Format the lines below, from the one containing "Task: set one pin on each instance of the yellow cabin" through the end of the items (both included), as a JSON list of strings with one string per line. Leave out any blank lines.

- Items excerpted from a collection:
----
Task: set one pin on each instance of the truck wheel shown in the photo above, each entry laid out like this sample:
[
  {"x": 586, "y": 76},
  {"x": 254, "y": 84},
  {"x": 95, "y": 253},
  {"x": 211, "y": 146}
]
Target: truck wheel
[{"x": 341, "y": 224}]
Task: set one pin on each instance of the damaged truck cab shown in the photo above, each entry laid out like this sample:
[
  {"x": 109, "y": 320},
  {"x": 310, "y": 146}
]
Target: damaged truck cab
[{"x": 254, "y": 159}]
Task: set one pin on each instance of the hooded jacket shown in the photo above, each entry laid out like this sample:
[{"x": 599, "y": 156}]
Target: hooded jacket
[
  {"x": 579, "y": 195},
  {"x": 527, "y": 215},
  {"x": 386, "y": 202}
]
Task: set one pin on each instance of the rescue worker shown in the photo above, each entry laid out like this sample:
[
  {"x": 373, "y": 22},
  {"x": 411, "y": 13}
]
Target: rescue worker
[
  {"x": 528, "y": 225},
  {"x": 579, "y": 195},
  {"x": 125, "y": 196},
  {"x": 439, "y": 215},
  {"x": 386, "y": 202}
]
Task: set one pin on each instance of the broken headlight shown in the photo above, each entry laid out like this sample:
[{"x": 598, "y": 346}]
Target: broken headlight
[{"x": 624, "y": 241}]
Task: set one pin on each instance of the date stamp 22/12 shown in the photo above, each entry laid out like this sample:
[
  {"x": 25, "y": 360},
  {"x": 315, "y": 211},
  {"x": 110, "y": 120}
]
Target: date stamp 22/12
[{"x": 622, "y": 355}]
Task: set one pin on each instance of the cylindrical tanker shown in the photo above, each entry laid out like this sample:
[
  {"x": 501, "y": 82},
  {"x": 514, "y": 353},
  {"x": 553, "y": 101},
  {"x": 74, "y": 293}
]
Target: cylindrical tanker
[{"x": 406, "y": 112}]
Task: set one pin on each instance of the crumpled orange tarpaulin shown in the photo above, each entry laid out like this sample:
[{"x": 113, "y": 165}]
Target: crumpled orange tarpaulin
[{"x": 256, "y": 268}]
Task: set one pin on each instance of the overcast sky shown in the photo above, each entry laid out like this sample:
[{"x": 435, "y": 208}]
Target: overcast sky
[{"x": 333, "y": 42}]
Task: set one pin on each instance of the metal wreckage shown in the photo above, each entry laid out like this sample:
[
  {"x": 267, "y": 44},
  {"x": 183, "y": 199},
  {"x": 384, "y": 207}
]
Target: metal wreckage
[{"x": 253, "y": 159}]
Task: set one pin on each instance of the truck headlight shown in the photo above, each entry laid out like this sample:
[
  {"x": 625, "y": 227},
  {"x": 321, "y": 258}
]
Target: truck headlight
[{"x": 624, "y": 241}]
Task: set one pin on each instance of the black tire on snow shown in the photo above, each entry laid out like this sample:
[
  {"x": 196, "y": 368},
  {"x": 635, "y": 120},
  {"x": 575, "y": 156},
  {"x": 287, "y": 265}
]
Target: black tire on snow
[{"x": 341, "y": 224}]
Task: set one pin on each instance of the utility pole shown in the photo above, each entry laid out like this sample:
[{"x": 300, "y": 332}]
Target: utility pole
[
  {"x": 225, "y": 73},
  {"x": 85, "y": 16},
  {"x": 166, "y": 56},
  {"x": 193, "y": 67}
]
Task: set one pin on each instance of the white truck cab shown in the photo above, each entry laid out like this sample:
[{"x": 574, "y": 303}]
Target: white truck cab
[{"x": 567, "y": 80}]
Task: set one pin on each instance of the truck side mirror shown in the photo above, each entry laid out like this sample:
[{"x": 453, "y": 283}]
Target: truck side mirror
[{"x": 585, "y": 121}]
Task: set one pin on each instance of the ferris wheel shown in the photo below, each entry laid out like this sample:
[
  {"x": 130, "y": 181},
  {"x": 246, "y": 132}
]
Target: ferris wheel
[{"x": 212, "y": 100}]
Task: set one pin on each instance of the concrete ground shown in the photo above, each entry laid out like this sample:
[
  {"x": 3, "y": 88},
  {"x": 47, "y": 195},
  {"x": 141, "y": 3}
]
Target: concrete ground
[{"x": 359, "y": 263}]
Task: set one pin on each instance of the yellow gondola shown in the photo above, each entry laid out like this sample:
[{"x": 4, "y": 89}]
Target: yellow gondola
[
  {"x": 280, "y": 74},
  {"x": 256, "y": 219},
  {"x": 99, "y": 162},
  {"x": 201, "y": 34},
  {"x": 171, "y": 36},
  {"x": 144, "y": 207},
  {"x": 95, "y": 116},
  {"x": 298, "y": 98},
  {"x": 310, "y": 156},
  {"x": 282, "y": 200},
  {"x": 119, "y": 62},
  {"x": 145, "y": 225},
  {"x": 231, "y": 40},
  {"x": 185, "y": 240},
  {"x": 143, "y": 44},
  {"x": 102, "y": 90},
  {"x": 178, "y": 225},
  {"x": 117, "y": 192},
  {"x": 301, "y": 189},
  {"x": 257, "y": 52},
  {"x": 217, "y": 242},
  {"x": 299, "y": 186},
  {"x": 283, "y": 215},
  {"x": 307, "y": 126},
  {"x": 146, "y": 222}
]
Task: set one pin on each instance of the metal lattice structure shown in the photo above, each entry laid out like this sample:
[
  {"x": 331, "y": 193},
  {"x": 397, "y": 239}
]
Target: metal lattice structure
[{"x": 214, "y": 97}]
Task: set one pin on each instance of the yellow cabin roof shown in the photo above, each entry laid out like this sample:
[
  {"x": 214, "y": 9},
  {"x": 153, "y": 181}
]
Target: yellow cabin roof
----
- Finished exercise:
[
  "Task: set one pin on each instance of the yellow cabin roof shown in the photo above, each entry laid out like this sample:",
  "[",
  "  {\"x\": 214, \"y\": 9},",
  "  {\"x\": 153, \"y\": 181}",
  "]",
  "Target: yellow cabin roof"
]